***** DATA SECTION *****

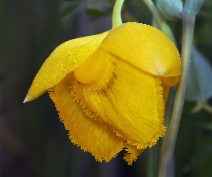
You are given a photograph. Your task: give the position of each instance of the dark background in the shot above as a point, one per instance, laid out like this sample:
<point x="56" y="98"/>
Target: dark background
<point x="33" y="142"/>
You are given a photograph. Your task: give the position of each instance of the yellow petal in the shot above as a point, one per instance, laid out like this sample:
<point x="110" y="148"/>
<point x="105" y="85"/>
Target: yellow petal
<point x="64" y="59"/>
<point x="128" y="99"/>
<point x="93" y="136"/>
<point x="132" y="154"/>
<point x="144" y="47"/>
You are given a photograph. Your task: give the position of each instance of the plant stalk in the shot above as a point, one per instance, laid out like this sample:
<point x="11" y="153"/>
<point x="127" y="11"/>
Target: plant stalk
<point x="187" y="38"/>
<point x="116" y="16"/>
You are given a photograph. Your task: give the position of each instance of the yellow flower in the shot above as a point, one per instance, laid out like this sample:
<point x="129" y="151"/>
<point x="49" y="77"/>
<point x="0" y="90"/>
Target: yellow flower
<point x="110" y="89"/>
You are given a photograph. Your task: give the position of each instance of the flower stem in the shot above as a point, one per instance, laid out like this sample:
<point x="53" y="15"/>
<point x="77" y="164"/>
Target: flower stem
<point x="116" y="17"/>
<point x="188" y="30"/>
<point x="154" y="12"/>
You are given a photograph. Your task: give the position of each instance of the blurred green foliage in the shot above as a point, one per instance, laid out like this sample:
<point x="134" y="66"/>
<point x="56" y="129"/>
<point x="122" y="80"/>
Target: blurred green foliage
<point x="29" y="31"/>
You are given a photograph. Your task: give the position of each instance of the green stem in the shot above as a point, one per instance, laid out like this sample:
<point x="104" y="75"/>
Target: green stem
<point x="116" y="17"/>
<point x="188" y="30"/>
<point x="154" y="12"/>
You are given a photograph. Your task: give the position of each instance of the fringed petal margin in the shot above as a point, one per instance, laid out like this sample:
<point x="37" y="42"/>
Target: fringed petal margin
<point x="132" y="154"/>
<point x="64" y="59"/>
<point x="131" y="101"/>
<point x="91" y="135"/>
<point x="144" y="47"/>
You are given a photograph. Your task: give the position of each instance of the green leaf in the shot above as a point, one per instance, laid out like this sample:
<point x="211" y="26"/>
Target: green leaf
<point x="95" y="13"/>
<point x="71" y="7"/>
<point x="197" y="159"/>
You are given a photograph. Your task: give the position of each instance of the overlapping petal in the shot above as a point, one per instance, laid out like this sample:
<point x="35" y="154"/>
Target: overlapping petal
<point x="129" y="100"/>
<point x="91" y="135"/>
<point x="144" y="47"/>
<point x="64" y="59"/>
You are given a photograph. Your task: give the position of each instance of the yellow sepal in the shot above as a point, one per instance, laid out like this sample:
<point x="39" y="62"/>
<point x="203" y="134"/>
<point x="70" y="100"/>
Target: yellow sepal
<point x="129" y="100"/>
<point x="64" y="59"/>
<point x="144" y="47"/>
<point x="132" y="154"/>
<point x="91" y="135"/>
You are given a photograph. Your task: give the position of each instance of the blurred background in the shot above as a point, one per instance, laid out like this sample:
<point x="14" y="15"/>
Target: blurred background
<point x="33" y="141"/>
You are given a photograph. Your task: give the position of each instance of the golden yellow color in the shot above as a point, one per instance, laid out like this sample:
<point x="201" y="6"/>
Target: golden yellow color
<point x="110" y="89"/>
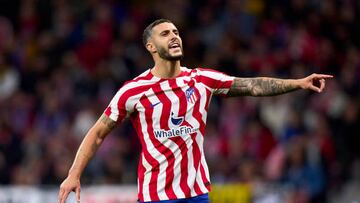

*****

§ **SHORT TASK**:
Copy the items word for word, starting with the line that contains "of the golden" and going on through the end of the items, and leave the pictures out of your answer.

§ **SOLUTION BELOW**:
You are given a photograph. Your task: give the position of each instance of the golden yellow color in the shot above as a point, one per instance, laid out like this sample:
<point x="201" y="6"/>
Target: golden yellow color
<point x="110" y="89"/>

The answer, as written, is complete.